> [Problem] Copy the lines below word for word, but leave the picture out of your copy.

> [Provided records]

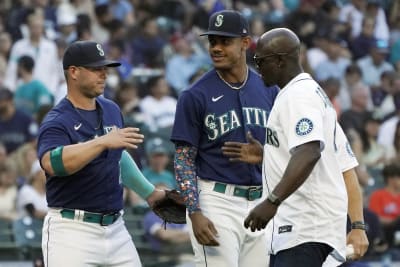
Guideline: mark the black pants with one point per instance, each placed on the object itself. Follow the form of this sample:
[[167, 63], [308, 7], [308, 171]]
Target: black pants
[[311, 254]]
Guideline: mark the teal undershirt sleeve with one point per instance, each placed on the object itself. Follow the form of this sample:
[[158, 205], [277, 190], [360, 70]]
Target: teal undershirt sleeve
[[133, 178]]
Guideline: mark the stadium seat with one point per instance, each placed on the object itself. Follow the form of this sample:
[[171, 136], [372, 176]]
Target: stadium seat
[[28, 236]]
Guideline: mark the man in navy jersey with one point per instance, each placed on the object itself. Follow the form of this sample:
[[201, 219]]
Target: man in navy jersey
[[223, 105], [81, 148]]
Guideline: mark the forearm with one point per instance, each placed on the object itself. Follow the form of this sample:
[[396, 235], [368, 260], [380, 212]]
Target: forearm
[[185, 172], [75, 157], [298, 169], [133, 178], [355, 202]]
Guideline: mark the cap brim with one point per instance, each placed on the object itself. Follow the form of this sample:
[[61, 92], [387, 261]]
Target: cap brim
[[103, 63], [227, 34]]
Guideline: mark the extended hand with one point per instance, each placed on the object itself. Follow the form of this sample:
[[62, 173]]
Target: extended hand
[[122, 138], [359, 240], [260, 216], [204, 230], [250, 152], [156, 195]]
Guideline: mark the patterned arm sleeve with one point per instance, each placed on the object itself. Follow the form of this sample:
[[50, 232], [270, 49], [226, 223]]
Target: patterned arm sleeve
[[185, 171]]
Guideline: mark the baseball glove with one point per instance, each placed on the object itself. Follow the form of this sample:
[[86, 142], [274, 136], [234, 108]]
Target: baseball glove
[[172, 208]]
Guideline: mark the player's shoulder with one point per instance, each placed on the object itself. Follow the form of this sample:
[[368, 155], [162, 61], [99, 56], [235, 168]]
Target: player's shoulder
[[57, 113], [105, 102], [206, 81]]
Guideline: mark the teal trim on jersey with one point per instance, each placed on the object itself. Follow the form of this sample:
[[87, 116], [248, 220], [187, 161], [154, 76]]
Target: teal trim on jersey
[[251, 193], [133, 178], [56, 161]]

> [Result]
Guideline: mark the black pants with one point per instance, each placed on the object itself. Follow the form of this sample:
[[167, 63], [308, 7], [308, 171]]
Target: black pants
[[311, 254]]
Guideline: mark the teal undershirt sleeve with one point per instance, each placed on the object itself. Follow the form of this sample:
[[158, 205], [277, 190], [360, 70]]
Target: teal undershirt sleeve
[[133, 178]]
Guideline: mark the stadium seat with one point per instance, each placed on the object itself. Follow the form of this sample:
[[171, 136], [372, 176]]
Target: stadium seat
[[28, 236]]
Guideline: mark the man in navy jersey with one point per instance, each placed on the object itself. Follow the form of this sample:
[[201, 219]]
Target: man in navy jersey
[[223, 105], [81, 148]]
Guideline: mark the forearm with one point per instance, each placed on the object itself. Follow the form of this sample:
[[396, 235], [368, 260], [380, 212]]
Target: forearm
[[185, 172], [75, 157], [298, 169], [133, 178], [355, 202]]
Guideline: mark the cap brim with one point per instance, each placed on the object itself. Follow the form of this sample:
[[61, 92], [387, 261]]
Target: cap brim
[[103, 63], [227, 34]]
Guideline: mark the extended hand with one point per instance, each placed on the object itself. Follow the form of this sample:
[[62, 173]]
Target: extended hand
[[122, 138], [359, 240], [260, 216], [204, 230], [250, 152], [156, 195]]
Guideline: mark the patterned arm sleeve with one point per instance, each placed on the object itself. Follow the form of this sample:
[[50, 232], [270, 49], [226, 223]]
Target: patterned arm sleeve
[[185, 171]]
Guideline: mark the baseball glove with one point per instance, each placed on the object itself. Follow the form of this sample:
[[86, 142], [274, 136], [234, 108]]
Target: baseball glove
[[172, 208]]
Guideline: mark the player's shoulder with one point per instance, each placed on the object itself. Follow the form of this sample:
[[368, 155], [162, 61], [99, 56], [235, 168]]
Target: player's shoulder
[[57, 113], [105, 102], [206, 81]]
Guideline: mark the teal trim on jersey with one point per instance, each placed on the object itself. Follow the form of this sample:
[[87, 116], [248, 220], [187, 161], [154, 76]]
Target: teal trim on jersey
[[251, 193], [133, 178], [56, 161]]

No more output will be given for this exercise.